### Information given:
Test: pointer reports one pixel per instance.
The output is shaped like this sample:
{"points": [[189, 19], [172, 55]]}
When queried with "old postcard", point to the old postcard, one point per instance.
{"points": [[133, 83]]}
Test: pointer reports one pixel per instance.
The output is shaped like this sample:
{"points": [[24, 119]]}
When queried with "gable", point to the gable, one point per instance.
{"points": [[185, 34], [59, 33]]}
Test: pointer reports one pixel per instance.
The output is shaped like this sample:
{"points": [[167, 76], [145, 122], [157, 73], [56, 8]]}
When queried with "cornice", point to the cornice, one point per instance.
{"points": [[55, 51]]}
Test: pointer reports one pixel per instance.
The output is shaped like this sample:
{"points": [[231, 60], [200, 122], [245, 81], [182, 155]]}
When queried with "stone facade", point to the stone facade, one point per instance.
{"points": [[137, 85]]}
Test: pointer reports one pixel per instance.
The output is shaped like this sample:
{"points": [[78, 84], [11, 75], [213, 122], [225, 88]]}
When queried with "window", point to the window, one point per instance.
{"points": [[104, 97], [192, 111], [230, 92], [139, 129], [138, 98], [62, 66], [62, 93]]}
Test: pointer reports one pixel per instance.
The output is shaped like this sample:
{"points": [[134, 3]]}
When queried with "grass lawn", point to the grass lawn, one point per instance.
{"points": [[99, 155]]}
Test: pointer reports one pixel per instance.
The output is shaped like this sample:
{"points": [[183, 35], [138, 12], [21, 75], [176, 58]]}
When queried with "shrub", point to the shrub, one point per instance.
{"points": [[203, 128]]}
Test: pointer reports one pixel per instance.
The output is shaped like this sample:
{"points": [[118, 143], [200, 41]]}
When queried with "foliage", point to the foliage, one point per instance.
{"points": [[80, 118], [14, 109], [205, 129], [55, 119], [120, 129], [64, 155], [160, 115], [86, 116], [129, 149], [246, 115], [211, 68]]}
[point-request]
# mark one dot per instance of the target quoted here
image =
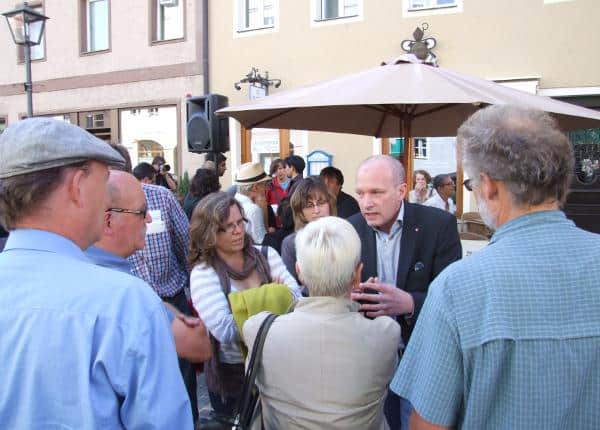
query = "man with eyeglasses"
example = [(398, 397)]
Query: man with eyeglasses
[(81, 346), (442, 198), (123, 234), (509, 337)]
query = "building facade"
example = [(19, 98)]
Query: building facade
[(122, 70)]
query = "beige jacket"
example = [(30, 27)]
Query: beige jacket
[(325, 366)]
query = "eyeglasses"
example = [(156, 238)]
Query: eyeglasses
[(231, 227), (141, 212), (312, 205), (468, 184)]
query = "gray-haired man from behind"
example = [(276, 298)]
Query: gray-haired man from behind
[(82, 346), (509, 338)]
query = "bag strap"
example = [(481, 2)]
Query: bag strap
[(246, 404)]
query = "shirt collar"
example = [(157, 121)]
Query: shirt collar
[(107, 259), (43, 240), (397, 225), (327, 304)]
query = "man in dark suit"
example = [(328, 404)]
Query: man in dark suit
[(404, 247)]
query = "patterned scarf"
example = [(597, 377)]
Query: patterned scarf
[(230, 385)]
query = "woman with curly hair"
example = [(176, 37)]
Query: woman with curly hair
[(223, 260)]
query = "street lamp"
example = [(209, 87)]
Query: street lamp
[(26, 27)]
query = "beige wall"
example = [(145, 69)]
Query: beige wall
[(494, 39)]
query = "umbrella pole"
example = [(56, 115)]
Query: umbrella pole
[(459, 187), (407, 157)]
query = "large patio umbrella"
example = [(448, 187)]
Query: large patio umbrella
[(404, 99)]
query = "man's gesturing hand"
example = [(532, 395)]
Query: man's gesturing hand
[(384, 299)]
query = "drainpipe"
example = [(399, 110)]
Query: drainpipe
[(204, 58)]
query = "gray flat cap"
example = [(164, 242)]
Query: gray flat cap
[(36, 144)]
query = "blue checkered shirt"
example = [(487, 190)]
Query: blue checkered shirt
[(163, 262), (509, 338)]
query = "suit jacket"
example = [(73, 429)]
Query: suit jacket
[(325, 366), (429, 243)]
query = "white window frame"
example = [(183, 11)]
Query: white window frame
[(408, 10), (421, 149), (88, 27), (241, 28), (317, 10)]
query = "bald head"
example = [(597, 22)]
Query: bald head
[(380, 188), (386, 165), (125, 224), (122, 187)]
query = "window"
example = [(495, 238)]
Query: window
[(167, 20), (38, 52), (95, 25), (255, 14), (333, 9), (430, 4), (421, 149)]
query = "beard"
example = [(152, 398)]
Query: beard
[(486, 216)]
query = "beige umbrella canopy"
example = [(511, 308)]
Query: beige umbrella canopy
[(391, 100), (404, 99)]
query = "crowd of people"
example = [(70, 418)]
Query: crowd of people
[(112, 291)]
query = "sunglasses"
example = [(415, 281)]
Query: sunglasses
[(141, 212), (468, 184)]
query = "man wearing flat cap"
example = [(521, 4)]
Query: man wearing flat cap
[(82, 346), (251, 181)]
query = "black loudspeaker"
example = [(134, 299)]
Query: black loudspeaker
[(207, 132)]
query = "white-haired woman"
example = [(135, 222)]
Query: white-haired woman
[(325, 365)]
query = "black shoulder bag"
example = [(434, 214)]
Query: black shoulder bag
[(249, 406)]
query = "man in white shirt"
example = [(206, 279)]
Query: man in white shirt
[(251, 182), (444, 187)]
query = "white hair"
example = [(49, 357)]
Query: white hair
[(328, 252)]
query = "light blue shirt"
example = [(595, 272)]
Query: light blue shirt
[(111, 261), (509, 337), (388, 250), (81, 346)]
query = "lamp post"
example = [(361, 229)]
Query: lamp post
[(26, 27)]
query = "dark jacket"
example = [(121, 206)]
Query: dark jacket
[(429, 243)]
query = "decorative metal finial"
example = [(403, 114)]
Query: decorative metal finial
[(254, 77), (420, 47)]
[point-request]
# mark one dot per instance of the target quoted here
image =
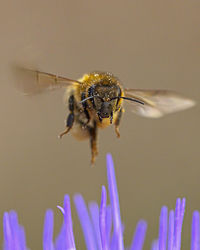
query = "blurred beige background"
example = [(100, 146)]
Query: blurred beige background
[(147, 44)]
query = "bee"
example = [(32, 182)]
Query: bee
[(96, 101)]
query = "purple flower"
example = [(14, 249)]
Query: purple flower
[(102, 226)]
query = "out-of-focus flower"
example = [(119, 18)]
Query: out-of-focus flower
[(102, 226)]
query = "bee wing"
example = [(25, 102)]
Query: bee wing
[(157, 102), (33, 81)]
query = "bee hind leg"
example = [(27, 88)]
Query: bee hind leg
[(93, 142), (70, 118), (117, 122), (69, 124)]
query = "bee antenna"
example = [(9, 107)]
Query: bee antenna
[(128, 98)]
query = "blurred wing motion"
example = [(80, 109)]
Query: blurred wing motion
[(157, 102), (33, 82)]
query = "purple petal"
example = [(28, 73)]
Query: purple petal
[(154, 245), (108, 223), (14, 236), (179, 215), (48, 231), (139, 236), (171, 231), (94, 212), (114, 200), (7, 232), (102, 220), (70, 243), (85, 221), (195, 241), (60, 242), (162, 239)]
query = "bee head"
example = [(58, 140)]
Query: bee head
[(105, 99)]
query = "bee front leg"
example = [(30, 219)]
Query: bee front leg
[(93, 142), (70, 118), (117, 122)]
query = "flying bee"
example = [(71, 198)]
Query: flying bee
[(96, 101)]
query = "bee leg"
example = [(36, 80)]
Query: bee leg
[(117, 122), (70, 118), (93, 142), (69, 124), (84, 104)]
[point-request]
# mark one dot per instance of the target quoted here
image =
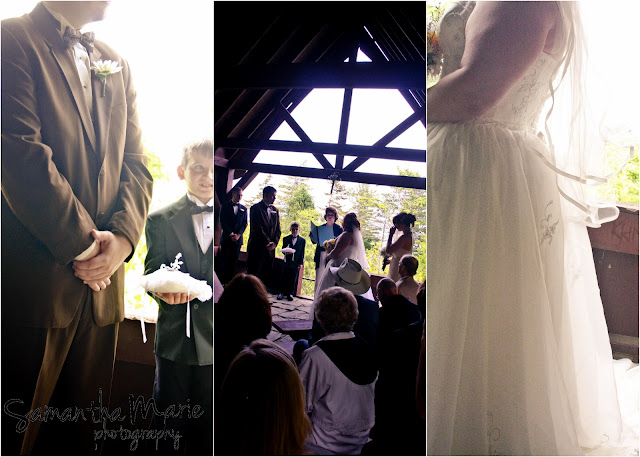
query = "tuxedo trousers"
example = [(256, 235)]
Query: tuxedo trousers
[(289, 279), (178, 384), (62, 375)]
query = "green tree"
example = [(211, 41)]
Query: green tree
[(296, 204)]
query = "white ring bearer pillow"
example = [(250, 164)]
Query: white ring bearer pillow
[(169, 279)]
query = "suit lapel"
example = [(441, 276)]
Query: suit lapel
[(47, 26), (182, 224), (101, 106)]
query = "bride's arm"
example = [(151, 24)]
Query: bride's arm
[(502, 40), (342, 243)]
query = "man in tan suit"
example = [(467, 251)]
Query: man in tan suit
[(75, 195)]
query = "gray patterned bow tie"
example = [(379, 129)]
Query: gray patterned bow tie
[(72, 37)]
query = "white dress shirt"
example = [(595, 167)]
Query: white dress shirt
[(203, 224), (83, 65)]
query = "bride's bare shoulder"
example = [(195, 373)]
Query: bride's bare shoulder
[(347, 237)]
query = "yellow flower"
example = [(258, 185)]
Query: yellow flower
[(104, 68)]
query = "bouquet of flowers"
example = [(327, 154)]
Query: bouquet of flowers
[(386, 258), (328, 245)]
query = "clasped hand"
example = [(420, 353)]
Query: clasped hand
[(174, 298), (112, 250)]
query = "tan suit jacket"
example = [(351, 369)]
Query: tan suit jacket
[(65, 171)]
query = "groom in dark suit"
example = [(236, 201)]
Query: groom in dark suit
[(184, 364), (292, 261), (75, 195), (264, 234), (233, 220)]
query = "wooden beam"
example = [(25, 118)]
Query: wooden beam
[(353, 150), (220, 161), (410, 182), (371, 75), (346, 109), (246, 179), (322, 160), (389, 137)]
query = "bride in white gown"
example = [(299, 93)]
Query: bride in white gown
[(349, 245), (518, 356)]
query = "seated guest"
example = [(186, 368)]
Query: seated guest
[(407, 286), (352, 277), (399, 429), (262, 404), (339, 376), (397, 312), (292, 262), (242, 314)]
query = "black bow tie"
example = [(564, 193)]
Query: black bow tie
[(195, 209), (72, 37)]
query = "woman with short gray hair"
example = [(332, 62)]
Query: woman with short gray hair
[(339, 374)]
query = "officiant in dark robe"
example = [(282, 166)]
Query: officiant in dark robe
[(292, 262), (264, 234), (233, 220)]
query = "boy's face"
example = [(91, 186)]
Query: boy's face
[(199, 177)]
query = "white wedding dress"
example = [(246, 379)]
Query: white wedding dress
[(518, 355), (357, 252)]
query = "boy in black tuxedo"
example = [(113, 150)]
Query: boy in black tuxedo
[(184, 371), (233, 220), (292, 261)]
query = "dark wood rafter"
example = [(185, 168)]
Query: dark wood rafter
[(275, 53), (346, 111), (366, 75), (354, 150), (322, 160), (410, 182), (389, 137)]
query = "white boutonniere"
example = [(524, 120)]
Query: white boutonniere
[(104, 68)]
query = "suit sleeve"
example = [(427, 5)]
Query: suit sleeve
[(301, 251), (37, 193), (155, 234), (278, 233), (226, 219), (136, 182), (243, 225), (256, 229)]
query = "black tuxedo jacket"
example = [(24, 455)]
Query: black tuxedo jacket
[(169, 231), (233, 223), (263, 228), (297, 258)]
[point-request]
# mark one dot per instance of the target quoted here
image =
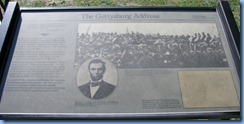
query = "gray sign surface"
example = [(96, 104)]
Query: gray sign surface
[(146, 62)]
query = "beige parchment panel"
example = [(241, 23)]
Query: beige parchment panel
[(207, 89)]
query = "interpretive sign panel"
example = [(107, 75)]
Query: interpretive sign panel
[(120, 62)]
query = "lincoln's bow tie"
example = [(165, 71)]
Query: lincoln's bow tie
[(93, 84)]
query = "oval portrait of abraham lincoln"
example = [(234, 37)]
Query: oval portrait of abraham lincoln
[(97, 78)]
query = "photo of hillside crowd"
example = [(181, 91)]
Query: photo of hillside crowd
[(140, 50)]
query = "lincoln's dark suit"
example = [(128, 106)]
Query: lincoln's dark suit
[(103, 91)]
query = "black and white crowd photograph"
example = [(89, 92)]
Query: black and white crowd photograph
[(151, 45)]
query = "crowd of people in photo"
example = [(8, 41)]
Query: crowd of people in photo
[(138, 50)]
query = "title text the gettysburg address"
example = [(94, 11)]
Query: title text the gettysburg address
[(120, 16)]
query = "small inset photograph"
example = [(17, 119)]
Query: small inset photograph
[(97, 78)]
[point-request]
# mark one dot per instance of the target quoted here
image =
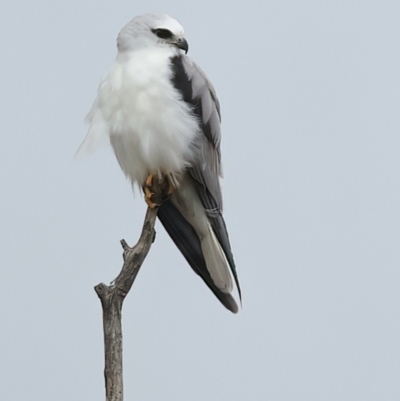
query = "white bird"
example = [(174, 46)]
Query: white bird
[(162, 117)]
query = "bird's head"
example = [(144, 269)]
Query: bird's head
[(152, 30)]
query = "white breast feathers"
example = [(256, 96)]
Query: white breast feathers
[(150, 127)]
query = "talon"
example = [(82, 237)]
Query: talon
[(149, 181), (148, 198), (171, 188)]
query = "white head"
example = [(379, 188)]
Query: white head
[(150, 30)]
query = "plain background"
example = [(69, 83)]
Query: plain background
[(310, 105)]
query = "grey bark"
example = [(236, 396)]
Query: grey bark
[(112, 298)]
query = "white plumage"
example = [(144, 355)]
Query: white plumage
[(153, 127), (150, 127)]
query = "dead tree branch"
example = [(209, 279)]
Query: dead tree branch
[(112, 298)]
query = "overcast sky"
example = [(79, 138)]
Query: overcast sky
[(310, 102)]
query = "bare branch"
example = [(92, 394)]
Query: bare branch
[(112, 298)]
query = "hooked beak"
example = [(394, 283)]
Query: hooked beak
[(182, 44)]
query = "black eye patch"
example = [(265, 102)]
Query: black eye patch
[(163, 33)]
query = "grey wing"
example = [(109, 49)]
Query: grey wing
[(204, 172)]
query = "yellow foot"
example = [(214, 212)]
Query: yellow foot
[(148, 198), (157, 189)]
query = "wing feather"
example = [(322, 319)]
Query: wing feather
[(199, 93)]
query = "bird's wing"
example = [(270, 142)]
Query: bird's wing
[(203, 174)]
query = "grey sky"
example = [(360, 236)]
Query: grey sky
[(310, 110)]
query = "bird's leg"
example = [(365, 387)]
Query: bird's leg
[(158, 189)]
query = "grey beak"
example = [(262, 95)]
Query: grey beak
[(183, 44)]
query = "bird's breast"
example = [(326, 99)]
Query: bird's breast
[(151, 128)]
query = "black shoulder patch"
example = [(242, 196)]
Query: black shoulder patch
[(183, 85), (181, 80)]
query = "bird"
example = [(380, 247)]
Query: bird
[(162, 117)]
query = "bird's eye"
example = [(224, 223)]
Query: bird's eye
[(163, 33)]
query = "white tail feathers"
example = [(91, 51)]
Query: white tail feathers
[(216, 262)]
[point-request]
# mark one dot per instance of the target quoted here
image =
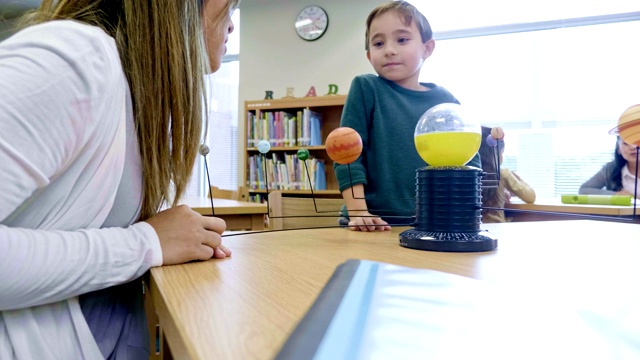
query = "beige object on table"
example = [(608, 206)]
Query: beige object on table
[(240, 194), (554, 209), (286, 212)]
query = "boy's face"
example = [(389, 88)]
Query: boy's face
[(396, 50)]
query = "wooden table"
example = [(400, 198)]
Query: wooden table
[(239, 215), (565, 210), (245, 307)]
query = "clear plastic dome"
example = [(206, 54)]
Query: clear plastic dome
[(446, 136)]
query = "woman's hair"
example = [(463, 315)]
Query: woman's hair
[(408, 12), (162, 49), (620, 163), (489, 160)]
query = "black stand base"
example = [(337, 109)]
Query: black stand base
[(453, 242), (448, 211)]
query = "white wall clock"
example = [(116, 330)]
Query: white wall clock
[(312, 23)]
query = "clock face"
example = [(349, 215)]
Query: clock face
[(312, 22)]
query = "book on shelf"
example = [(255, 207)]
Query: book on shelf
[(282, 128), (375, 310), (282, 171)]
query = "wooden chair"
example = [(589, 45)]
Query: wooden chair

### Aim of the task:
Check each line above for the string "chair" and report how many lines have it, giving only the number.

### Reply to the task:
2